§ **TASK INPUT**:
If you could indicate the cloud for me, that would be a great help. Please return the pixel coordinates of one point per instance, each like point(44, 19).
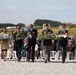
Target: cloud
point(11, 8)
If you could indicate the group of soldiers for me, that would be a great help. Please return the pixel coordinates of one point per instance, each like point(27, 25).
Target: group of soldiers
point(31, 42)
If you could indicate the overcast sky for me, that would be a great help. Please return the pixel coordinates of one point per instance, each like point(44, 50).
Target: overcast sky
point(27, 11)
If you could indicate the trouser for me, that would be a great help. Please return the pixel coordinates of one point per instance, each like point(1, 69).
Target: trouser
point(32, 47)
point(63, 50)
point(4, 53)
point(28, 54)
point(47, 50)
point(71, 55)
point(18, 52)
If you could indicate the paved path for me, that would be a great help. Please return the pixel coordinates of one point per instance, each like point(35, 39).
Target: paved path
point(10, 67)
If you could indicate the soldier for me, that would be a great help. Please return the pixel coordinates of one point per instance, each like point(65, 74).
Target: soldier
point(63, 43)
point(47, 43)
point(32, 35)
point(18, 42)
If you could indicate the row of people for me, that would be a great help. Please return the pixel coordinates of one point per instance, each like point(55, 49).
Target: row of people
point(31, 42)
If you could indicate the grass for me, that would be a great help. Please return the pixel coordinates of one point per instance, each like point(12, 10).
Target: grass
point(72, 31)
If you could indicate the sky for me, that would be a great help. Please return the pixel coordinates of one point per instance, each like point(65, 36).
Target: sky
point(27, 11)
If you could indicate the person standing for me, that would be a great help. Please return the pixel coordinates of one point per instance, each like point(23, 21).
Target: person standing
point(18, 42)
point(47, 43)
point(4, 43)
point(63, 43)
point(32, 35)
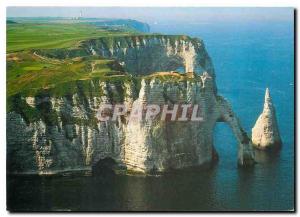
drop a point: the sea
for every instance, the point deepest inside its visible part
(248, 57)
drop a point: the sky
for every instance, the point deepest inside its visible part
(156, 14)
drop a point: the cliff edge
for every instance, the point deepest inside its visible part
(53, 127)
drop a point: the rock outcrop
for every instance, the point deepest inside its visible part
(48, 133)
(265, 133)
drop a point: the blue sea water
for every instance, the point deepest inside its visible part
(248, 57)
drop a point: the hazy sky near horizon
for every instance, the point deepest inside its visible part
(159, 14)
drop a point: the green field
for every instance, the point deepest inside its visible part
(28, 72)
(23, 36)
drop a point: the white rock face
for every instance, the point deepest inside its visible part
(156, 53)
(61, 133)
(265, 133)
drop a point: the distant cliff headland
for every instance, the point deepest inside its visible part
(60, 73)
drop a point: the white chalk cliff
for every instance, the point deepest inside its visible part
(265, 133)
(60, 133)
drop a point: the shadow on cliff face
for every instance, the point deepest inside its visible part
(104, 168)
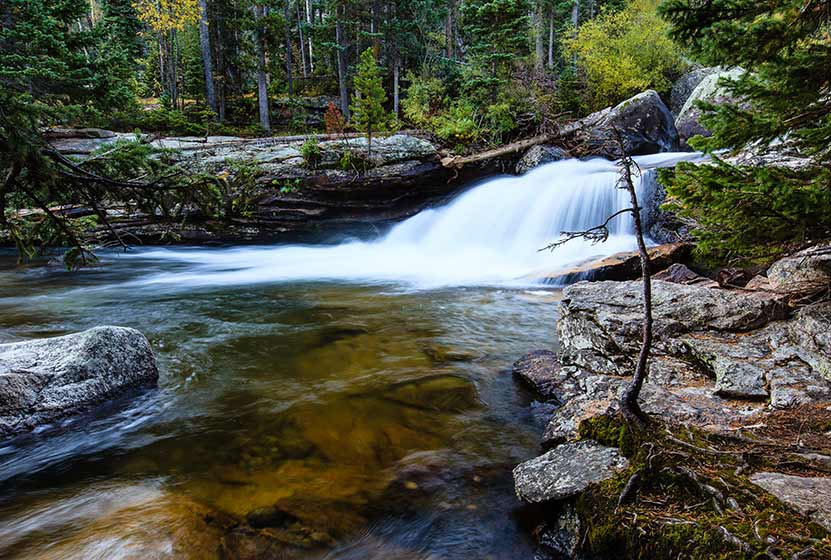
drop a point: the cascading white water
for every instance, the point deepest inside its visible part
(490, 235)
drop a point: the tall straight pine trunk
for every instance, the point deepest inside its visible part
(342, 63)
(262, 78)
(539, 34)
(207, 58)
(287, 27)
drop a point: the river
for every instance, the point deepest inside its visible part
(350, 401)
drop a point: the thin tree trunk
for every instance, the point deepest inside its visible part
(6, 188)
(396, 73)
(551, 40)
(310, 20)
(220, 70)
(629, 399)
(207, 58)
(262, 78)
(302, 42)
(342, 64)
(287, 14)
(539, 43)
(449, 27)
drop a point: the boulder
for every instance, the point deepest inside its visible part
(680, 274)
(709, 90)
(686, 84)
(803, 273)
(541, 371)
(810, 334)
(539, 155)
(600, 322)
(645, 123)
(46, 380)
(620, 266)
(566, 471)
(809, 496)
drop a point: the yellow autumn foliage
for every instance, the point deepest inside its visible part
(167, 15)
(625, 52)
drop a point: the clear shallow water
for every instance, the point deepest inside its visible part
(351, 401)
(379, 417)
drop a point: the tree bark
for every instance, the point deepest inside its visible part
(449, 29)
(302, 42)
(629, 399)
(262, 78)
(551, 40)
(287, 15)
(310, 20)
(396, 73)
(539, 43)
(6, 188)
(342, 63)
(207, 58)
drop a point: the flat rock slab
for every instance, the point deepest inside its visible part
(809, 496)
(566, 471)
(48, 379)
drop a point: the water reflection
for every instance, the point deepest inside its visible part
(320, 420)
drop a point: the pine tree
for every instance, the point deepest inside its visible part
(746, 212)
(369, 98)
(497, 31)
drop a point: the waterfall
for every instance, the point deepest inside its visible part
(489, 235)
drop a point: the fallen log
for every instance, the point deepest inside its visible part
(457, 162)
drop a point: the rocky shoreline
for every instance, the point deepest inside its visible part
(743, 368)
(291, 199)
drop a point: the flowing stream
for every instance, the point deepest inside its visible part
(352, 399)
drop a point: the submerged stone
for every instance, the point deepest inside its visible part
(49, 379)
(566, 471)
(445, 393)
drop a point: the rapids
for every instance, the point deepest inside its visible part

§ **PROMPT**:
Omitting the images, copy the listing exactly.

§ **EXERCISE RESPONSE**:
If you could indicate the cloud for me, that would be a great help. Please return the pixel coordinates of one point per instance, each like point(44, 19).
Target: cloud
point(11, 8)
If you could indicate the group of soldiers for me, that would be a great help. Please return the pixel coordinates of one point per instance, each like point(27, 25).
Target: group of soldiers
point(31, 42)
If you could indicate the overcast sky for me, that would be a great help. Please return the pixel coordinates of one point per instance, each like point(44, 50).
Target: overcast sky
point(27, 11)
If you could indicate the trouser for me, that would be a great help. Please return the pixel coordinates of one point per instance, each like point(1, 69).
Target: trouser
point(32, 47)
point(63, 50)
point(4, 53)
point(28, 54)
point(47, 50)
point(71, 55)
point(18, 52)
If you could indicate the paved path for me, that would be a great help. Please return the pixel coordinates of one point per instance, each like point(35, 39).
Target: paved path
point(10, 67)
If you could indicate the soldier for me, that would be a great help. Please return the pixel coordinates of one point per instance, each like point(65, 74).
Target: soldier
point(63, 43)
point(47, 43)
point(32, 35)
point(18, 42)
If you could indicate the row of people for me, that would be a great help. Please return the pixel coordinates of one point per instance, each like point(55, 49).
Target: row of people
point(31, 42)
If you could indicate the grass for me, that would be a great help. Please return the pixel coordinates of one point per instance, each like point(12, 10).
Target: grass
point(72, 31)
If you could indicate the sky for me, that would be a great help. Please return the pixel coordinates of one point per instance, each like point(65, 36).
Target: sky
point(27, 11)
If you could indicate the person standing for me, that would be a great help. Please return the pixel coordinates of one point per instance, each like point(23, 21).
Target: person standing
point(18, 42)
point(47, 43)
point(4, 43)
point(63, 43)
point(32, 35)
drop a point: the sea
for every instance, the point deepest inside its visible part
(248, 57)
drop a point: the sky
for every instance, the point deepest inside its visible part
(156, 14)
drop a point: the cliff edge
for every instance, the point deepest inside its visible part
(53, 127)
drop a point: the rock outcrop
for every instance, the point deepest inside its visible part
(48, 133)
(265, 133)
drop a point: the blue sea water
for every instance, the point deepest inside its visible part
(248, 57)
drop a point: the hazy sky near horizon
for every instance, the point deepest inside its visible part
(159, 14)
drop a point: the green field
for every instance, the point deepest inside its visible part
(28, 72)
(23, 36)
drop a point: the white rock face
for every instance, the point deepest inside its visible part
(156, 53)
(61, 133)
(265, 133)
drop a point: the distant cliff headland
for every instance, the point deepest inside its visible part
(60, 73)
drop a point: the white chalk cliff
for every instance, the point deepest inside its visible part
(265, 133)
(60, 133)
drop a point: the shadow on cliff face
for every instance, the point deepest inside its visible part
(104, 168)
drop a point: the cascading white water
for every instance, the point deepest inside its visible part
(490, 235)
drop a point: the tall straight pine trunk
for every instance, the point deepest inside its visible part
(342, 63)
(262, 78)
(539, 34)
(207, 58)
(287, 27)
drop a point: the river
for every instance, the point deepest inside its visible part
(350, 401)
drop a point: the thin tree trunk
for every instance, the point deepest inside its visible part
(6, 188)
(396, 73)
(551, 40)
(310, 20)
(220, 70)
(629, 399)
(207, 58)
(262, 78)
(302, 42)
(342, 64)
(287, 14)
(539, 43)
(449, 27)
drop a point: the boulder
for every instance, the point deepest inside its visible part
(680, 274)
(709, 90)
(686, 84)
(803, 273)
(541, 371)
(810, 334)
(539, 155)
(600, 322)
(645, 123)
(46, 380)
(620, 266)
(566, 471)
(809, 496)
drop a point: the yellow autumn foliage
for every instance, the point deepest inside its visible part
(167, 15)
(625, 52)
drop a point: the clear shallow water
for every instance, the point deepest inside its visible part
(351, 401)
(379, 417)
drop a point: the tree bark
for every instance, the point deepest inside its visible part
(449, 29)
(302, 42)
(629, 399)
(262, 78)
(551, 40)
(287, 15)
(310, 20)
(396, 73)
(539, 43)
(6, 188)
(342, 63)
(207, 58)
drop a point: the flat rock slab
for every instance, the point deepest inside its visible part
(809, 496)
(566, 471)
(48, 379)
drop a point: the water reflection
for every instance, the point deepest inside its visible part
(320, 420)
drop a point: the pine tree
for every instance, the point deepest inside its visible part
(746, 212)
(369, 98)
(497, 31)
drop a point: the waterfall
for every instance, the point deepest inside its visible part
(489, 235)
drop a point: the fallen log
for every instance, the point deepest inside its visible part
(457, 162)
drop a point: the rocky shoreline
for every instance, the point deepest inside its visible part
(743, 368)
(291, 199)
drop a point: the flowing stream
for every instance, the point deepest inside its visible part
(352, 399)
drop a point: the submerged stone
for every instance, the point deepest inside its visible part
(49, 379)
(566, 471)
(445, 393)
drop a point: the rapids
for every instance, the point deepest inside its visible part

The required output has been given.